__Instructions for the task__. Reproduce, character for character, the part of the entries below that opens with the line containing "the mirror reflection" and closes with the last line of the entries, including both of those lines.

:::

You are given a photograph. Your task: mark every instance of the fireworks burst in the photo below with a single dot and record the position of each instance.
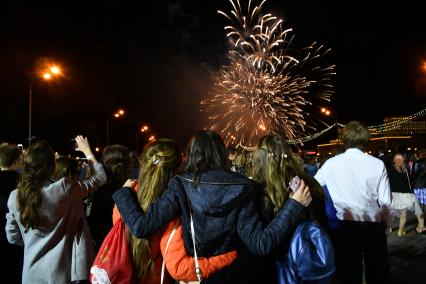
(267, 86)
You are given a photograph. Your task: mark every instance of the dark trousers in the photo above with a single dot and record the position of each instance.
(358, 243)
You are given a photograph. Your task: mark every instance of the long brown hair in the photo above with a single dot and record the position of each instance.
(38, 165)
(159, 160)
(274, 165)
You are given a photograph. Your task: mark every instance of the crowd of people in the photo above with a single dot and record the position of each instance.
(232, 212)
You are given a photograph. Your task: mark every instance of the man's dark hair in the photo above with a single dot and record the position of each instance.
(116, 161)
(206, 152)
(9, 154)
(356, 135)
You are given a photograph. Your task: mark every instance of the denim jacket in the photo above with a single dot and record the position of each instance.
(224, 210)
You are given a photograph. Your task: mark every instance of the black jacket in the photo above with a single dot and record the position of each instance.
(224, 210)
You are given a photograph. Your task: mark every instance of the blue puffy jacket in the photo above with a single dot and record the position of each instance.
(224, 210)
(310, 257)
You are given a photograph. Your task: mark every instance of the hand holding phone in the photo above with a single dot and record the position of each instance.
(294, 183)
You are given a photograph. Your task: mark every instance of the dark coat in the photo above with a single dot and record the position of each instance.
(224, 210)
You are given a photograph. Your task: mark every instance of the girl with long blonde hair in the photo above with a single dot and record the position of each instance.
(159, 161)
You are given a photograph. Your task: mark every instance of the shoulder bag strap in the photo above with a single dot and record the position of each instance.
(165, 251)
(197, 267)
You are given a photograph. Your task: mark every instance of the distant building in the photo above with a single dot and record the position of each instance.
(393, 136)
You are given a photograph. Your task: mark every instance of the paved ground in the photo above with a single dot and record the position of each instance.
(407, 255)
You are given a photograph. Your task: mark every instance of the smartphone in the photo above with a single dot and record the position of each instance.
(294, 183)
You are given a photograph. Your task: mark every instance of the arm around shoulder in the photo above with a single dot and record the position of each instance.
(261, 238)
(142, 224)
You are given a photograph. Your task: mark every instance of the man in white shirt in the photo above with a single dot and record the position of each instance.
(359, 187)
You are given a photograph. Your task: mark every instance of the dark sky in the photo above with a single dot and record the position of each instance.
(155, 62)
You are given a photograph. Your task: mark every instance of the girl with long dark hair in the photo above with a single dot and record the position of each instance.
(221, 203)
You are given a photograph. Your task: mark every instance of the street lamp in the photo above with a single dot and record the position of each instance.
(117, 114)
(144, 128)
(47, 74)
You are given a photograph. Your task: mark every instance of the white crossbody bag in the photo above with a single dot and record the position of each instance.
(197, 267)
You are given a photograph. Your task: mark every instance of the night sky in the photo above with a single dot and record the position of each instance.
(155, 62)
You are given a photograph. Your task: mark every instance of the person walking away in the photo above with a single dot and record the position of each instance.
(359, 187)
(403, 198)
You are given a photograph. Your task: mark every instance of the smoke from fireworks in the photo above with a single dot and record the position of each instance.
(267, 86)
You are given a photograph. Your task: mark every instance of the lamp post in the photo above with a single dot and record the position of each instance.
(117, 114)
(47, 75)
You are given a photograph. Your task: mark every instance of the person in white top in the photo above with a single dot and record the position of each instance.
(359, 187)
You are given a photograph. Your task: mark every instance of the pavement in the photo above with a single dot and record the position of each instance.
(407, 254)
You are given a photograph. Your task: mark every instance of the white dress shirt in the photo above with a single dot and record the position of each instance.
(358, 185)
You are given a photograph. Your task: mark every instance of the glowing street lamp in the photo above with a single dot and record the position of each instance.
(47, 74)
(55, 70)
(144, 128)
(325, 111)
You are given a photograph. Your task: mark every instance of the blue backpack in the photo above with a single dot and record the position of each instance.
(310, 256)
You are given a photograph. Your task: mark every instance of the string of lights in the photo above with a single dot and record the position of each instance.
(376, 129)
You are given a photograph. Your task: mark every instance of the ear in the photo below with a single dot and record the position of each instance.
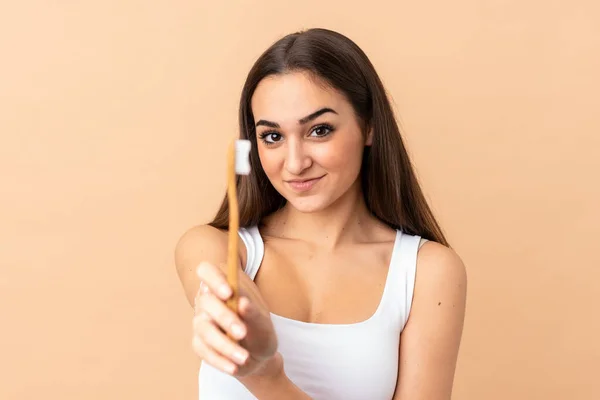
(369, 138)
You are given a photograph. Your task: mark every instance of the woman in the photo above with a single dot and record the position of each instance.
(350, 290)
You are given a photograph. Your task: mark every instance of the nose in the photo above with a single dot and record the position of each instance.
(297, 158)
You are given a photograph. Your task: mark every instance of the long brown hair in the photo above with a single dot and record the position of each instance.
(390, 187)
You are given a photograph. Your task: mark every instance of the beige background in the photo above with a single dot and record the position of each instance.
(114, 120)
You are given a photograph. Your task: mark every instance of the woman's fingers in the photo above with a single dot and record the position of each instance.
(217, 341)
(211, 276)
(218, 311)
(212, 357)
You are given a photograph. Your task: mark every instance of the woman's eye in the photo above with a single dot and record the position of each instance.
(321, 131)
(271, 137)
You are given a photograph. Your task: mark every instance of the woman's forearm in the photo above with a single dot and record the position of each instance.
(273, 383)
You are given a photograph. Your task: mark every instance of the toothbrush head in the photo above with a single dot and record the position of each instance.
(242, 157)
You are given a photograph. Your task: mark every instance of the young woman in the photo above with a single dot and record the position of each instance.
(349, 289)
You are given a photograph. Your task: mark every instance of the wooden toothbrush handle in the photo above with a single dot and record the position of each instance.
(234, 222)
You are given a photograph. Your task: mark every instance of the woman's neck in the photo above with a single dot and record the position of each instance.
(345, 221)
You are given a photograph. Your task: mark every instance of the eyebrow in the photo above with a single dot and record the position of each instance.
(301, 121)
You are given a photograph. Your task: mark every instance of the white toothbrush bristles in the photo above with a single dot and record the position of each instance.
(242, 157)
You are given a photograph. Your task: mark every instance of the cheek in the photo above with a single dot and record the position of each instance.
(339, 155)
(270, 161)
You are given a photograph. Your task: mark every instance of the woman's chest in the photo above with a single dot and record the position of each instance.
(339, 287)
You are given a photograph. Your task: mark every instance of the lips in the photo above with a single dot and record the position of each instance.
(303, 185)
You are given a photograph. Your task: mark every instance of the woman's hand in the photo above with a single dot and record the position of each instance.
(256, 346)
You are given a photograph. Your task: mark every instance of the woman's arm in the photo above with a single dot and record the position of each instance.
(208, 244)
(273, 383)
(431, 338)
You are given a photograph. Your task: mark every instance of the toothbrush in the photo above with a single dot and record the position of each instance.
(238, 164)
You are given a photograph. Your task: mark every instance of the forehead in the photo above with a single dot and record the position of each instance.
(293, 96)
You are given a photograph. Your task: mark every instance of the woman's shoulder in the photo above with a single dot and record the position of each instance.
(440, 269)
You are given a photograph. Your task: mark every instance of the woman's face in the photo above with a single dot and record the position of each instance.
(310, 142)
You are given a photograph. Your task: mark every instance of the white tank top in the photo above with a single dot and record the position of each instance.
(357, 361)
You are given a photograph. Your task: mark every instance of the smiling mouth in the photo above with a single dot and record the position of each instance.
(303, 185)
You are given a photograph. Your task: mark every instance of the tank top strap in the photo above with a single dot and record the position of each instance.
(400, 283)
(255, 249)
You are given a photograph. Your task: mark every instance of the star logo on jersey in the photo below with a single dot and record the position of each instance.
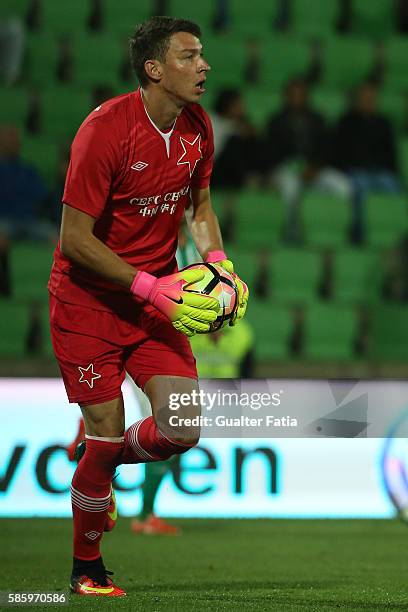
(88, 375)
(191, 153)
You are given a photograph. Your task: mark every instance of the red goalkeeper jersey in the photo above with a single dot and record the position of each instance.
(135, 181)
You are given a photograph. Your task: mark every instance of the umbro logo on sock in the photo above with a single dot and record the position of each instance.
(139, 166)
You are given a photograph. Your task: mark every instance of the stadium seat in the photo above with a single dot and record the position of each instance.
(314, 18)
(295, 275)
(396, 78)
(13, 328)
(13, 8)
(283, 57)
(259, 219)
(41, 59)
(386, 219)
(14, 105)
(43, 155)
(389, 333)
(357, 276)
(97, 59)
(122, 17)
(64, 17)
(273, 327)
(330, 332)
(30, 270)
(374, 19)
(347, 61)
(326, 219)
(64, 108)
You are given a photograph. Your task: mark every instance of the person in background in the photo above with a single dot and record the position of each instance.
(22, 193)
(297, 153)
(364, 148)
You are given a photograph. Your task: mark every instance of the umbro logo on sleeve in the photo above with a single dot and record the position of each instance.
(139, 166)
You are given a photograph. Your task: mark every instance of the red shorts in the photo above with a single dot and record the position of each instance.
(96, 348)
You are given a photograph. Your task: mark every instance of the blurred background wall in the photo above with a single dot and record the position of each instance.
(309, 101)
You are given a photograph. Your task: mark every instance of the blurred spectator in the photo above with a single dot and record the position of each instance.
(365, 149)
(297, 153)
(95, 21)
(12, 40)
(237, 154)
(65, 62)
(252, 65)
(22, 192)
(222, 16)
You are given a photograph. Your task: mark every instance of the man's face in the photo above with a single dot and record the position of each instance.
(184, 70)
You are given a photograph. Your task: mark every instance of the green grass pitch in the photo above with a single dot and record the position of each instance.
(222, 565)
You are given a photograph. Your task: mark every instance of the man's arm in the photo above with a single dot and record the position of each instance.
(204, 226)
(78, 242)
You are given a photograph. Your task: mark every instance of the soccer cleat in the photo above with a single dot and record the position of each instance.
(112, 514)
(96, 586)
(153, 525)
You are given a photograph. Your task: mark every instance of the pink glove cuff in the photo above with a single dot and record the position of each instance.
(214, 256)
(142, 284)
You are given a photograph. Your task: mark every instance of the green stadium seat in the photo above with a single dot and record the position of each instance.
(403, 154)
(389, 333)
(122, 17)
(226, 56)
(397, 74)
(330, 332)
(64, 108)
(374, 19)
(43, 155)
(259, 218)
(13, 8)
(325, 219)
(347, 61)
(14, 105)
(295, 275)
(246, 265)
(13, 328)
(41, 59)
(357, 276)
(64, 17)
(253, 18)
(30, 270)
(314, 18)
(273, 328)
(386, 219)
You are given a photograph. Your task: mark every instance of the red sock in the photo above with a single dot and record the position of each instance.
(90, 494)
(145, 443)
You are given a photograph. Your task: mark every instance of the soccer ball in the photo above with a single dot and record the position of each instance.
(218, 283)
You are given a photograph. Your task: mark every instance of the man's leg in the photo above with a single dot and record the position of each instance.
(154, 438)
(91, 487)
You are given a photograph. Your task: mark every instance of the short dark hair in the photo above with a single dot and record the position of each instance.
(151, 40)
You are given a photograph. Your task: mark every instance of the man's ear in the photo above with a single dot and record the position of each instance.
(153, 69)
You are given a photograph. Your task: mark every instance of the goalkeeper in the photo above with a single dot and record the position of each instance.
(117, 302)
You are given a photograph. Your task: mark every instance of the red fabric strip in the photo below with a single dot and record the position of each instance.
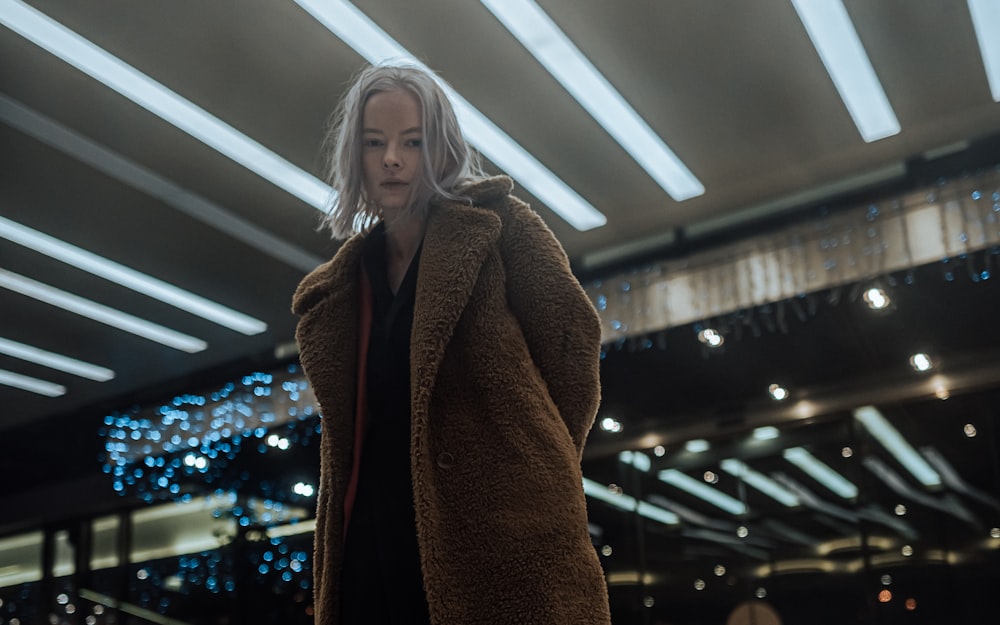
(361, 395)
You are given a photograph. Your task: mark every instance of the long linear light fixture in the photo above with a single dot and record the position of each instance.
(637, 459)
(893, 441)
(553, 49)
(33, 385)
(835, 39)
(986, 21)
(161, 101)
(98, 312)
(760, 481)
(52, 360)
(129, 278)
(628, 503)
(821, 472)
(359, 32)
(143, 179)
(702, 491)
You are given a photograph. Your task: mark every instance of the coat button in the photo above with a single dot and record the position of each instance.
(446, 460)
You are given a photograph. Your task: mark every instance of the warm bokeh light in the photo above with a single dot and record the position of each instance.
(711, 337)
(920, 362)
(877, 299)
(777, 392)
(609, 424)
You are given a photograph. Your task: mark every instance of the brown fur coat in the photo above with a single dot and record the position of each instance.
(504, 389)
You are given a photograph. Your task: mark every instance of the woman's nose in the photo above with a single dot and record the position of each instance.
(391, 158)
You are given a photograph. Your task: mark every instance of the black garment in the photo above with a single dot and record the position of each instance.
(381, 583)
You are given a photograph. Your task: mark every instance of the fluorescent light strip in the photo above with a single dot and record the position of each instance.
(157, 99)
(553, 49)
(760, 481)
(358, 31)
(820, 472)
(152, 184)
(702, 491)
(55, 361)
(986, 21)
(629, 504)
(34, 385)
(637, 459)
(835, 39)
(129, 278)
(893, 441)
(98, 312)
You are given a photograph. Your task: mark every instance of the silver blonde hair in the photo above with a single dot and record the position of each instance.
(448, 161)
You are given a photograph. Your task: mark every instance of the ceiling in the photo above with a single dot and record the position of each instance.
(736, 89)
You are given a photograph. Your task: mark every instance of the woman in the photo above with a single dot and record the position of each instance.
(455, 360)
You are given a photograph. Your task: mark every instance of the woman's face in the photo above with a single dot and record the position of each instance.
(391, 154)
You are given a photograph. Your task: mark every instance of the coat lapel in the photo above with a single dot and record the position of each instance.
(456, 243)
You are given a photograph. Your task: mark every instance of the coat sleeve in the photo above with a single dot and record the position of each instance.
(557, 319)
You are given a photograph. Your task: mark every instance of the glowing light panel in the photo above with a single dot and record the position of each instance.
(702, 491)
(893, 441)
(55, 361)
(50, 35)
(821, 472)
(628, 503)
(760, 481)
(545, 40)
(986, 20)
(33, 385)
(98, 312)
(832, 33)
(129, 278)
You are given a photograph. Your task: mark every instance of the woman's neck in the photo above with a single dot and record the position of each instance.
(403, 236)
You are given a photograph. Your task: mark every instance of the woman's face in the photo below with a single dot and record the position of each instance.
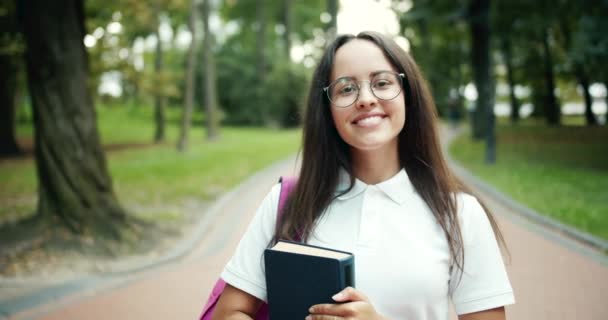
(370, 123)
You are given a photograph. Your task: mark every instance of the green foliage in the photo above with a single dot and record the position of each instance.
(244, 99)
(148, 177)
(558, 171)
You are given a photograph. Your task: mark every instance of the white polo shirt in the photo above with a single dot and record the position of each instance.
(402, 258)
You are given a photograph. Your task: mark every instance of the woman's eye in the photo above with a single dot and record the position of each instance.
(347, 89)
(381, 83)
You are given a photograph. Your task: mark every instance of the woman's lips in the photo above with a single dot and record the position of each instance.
(368, 120)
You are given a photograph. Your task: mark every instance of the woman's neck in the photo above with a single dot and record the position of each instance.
(375, 166)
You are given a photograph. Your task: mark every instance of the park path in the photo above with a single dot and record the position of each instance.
(553, 277)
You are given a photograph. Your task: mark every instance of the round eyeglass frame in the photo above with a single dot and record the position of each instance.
(401, 76)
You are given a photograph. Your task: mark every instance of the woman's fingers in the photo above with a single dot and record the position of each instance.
(350, 294)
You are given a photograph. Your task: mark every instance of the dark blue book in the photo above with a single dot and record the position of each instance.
(299, 276)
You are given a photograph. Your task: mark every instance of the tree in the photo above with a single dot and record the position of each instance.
(209, 88)
(182, 144)
(10, 53)
(74, 186)
(332, 26)
(482, 70)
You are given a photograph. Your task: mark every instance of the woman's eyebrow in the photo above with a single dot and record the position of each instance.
(371, 75)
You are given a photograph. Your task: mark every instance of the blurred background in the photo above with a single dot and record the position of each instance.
(129, 112)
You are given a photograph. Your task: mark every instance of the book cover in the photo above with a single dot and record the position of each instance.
(299, 276)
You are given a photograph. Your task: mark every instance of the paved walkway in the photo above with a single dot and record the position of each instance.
(553, 276)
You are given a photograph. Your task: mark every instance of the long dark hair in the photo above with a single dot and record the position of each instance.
(324, 152)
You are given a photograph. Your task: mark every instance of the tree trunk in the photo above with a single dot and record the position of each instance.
(182, 144)
(287, 24)
(332, 27)
(583, 80)
(552, 112)
(260, 48)
(73, 181)
(159, 99)
(8, 86)
(482, 70)
(481, 65)
(508, 55)
(209, 89)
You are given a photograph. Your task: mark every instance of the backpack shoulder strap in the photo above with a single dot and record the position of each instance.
(287, 185)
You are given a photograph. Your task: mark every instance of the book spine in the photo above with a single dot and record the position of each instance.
(348, 273)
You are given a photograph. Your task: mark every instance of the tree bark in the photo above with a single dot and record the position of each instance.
(552, 112)
(8, 86)
(74, 186)
(508, 55)
(159, 99)
(182, 144)
(583, 80)
(332, 26)
(287, 23)
(482, 70)
(481, 65)
(209, 88)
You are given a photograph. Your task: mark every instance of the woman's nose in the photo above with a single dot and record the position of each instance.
(366, 97)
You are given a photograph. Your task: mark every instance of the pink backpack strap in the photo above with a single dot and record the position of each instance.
(287, 185)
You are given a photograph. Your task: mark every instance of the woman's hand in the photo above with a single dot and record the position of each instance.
(352, 304)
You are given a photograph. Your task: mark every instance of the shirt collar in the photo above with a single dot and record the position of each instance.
(396, 188)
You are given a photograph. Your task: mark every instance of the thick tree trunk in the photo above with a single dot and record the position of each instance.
(73, 181)
(552, 111)
(508, 55)
(482, 70)
(159, 99)
(209, 88)
(8, 86)
(583, 80)
(182, 144)
(481, 63)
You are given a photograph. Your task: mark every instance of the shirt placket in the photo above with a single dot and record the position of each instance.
(368, 226)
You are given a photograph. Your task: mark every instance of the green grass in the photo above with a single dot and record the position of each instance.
(561, 172)
(156, 180)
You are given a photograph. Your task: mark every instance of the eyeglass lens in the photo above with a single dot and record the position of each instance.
(345, 91)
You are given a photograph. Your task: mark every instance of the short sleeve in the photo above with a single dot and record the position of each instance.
(484, 283)
(245, 270)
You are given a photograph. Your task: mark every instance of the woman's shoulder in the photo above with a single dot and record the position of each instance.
(469, 206)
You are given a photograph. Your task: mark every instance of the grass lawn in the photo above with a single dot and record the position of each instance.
(154, 181)
(561, 172)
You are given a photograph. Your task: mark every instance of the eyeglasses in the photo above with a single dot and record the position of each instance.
(384, 85)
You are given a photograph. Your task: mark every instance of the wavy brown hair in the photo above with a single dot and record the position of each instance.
(324, 152)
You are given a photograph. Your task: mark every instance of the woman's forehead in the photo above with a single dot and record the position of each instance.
(359, 59)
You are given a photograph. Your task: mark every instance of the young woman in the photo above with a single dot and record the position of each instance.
(374, 182)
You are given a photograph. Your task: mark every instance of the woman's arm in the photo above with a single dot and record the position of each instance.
(236, 304)
(492, 314)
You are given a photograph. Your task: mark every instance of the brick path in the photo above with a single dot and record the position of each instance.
(553, 279)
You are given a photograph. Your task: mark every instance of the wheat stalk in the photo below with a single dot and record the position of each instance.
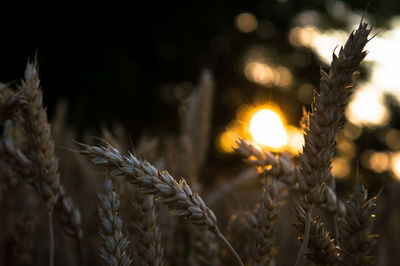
(10, 103)
(145, 230)
(114, 249)
(356, 226)
(267, 218)
(176, 196)
(322, 124)
(65, 211)
(321, 248)
(40, 145)
(281, 167)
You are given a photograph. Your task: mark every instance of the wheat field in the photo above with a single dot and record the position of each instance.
(83, 200)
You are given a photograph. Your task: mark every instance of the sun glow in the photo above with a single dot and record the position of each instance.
(267, 129)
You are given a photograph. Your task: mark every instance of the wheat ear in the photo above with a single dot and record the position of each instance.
(114, 249)
(321, 248)
(10, 103)
(267, 215)
(40, 145)
(66, 213)
(356, 226)
(176, 196)
(323, 122)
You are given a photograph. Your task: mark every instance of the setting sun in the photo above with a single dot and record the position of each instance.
(267, 129)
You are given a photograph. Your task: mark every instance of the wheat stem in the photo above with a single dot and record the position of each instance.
(51, 233)
(306, 234)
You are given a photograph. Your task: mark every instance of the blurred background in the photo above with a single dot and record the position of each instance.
(137, 66)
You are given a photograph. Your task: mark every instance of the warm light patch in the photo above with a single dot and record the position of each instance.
(267, 129)
(340, 167)
(246, 22)
(295, 140)
(379, 161)
(226, 141)
(396, 165)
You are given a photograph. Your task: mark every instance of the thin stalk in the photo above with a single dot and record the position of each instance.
(336, 227)
(228, 245)
(51, 246)
(306, 234)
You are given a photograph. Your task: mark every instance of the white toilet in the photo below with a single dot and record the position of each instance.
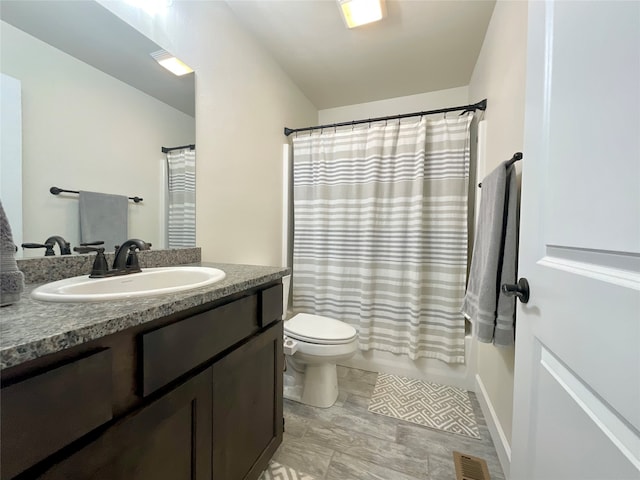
(313, 345)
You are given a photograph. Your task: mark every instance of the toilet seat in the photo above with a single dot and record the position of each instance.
(319, 330)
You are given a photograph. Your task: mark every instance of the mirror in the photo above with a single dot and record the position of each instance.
(96, 111)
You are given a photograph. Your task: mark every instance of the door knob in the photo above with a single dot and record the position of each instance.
(520, 290)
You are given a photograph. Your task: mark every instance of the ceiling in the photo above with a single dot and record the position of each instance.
(420, 46)
(91, 33)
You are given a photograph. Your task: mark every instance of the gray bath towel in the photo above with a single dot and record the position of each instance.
(11, 279)
(494, 259)
(103, 217)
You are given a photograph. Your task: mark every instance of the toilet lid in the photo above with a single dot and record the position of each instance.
(317, 329)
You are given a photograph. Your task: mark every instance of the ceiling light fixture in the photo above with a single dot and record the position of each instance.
(171, 63)
(361, 12)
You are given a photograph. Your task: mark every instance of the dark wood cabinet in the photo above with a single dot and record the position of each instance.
(169, 438)
(247, 407)
(194, 396)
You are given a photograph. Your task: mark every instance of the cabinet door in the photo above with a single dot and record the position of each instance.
(247, 407)
(170, 438)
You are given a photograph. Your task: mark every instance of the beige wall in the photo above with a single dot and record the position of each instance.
(499, 76)
(243, 102)
(393, 106)
(85, 130)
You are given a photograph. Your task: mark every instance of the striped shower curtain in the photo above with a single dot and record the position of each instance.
(182, 198)
(380, 233)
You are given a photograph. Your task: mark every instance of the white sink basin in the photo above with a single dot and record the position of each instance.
(151, 281)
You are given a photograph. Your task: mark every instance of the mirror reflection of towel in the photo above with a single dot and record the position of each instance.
(103, 217)
(11, 279)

:::

__Written solution__.
You are given a photograph. Your task: mark every instance of the mirror reflection of towel in the photo above with a single dot and record the position of each instance.
(103, 217)
(11, 279)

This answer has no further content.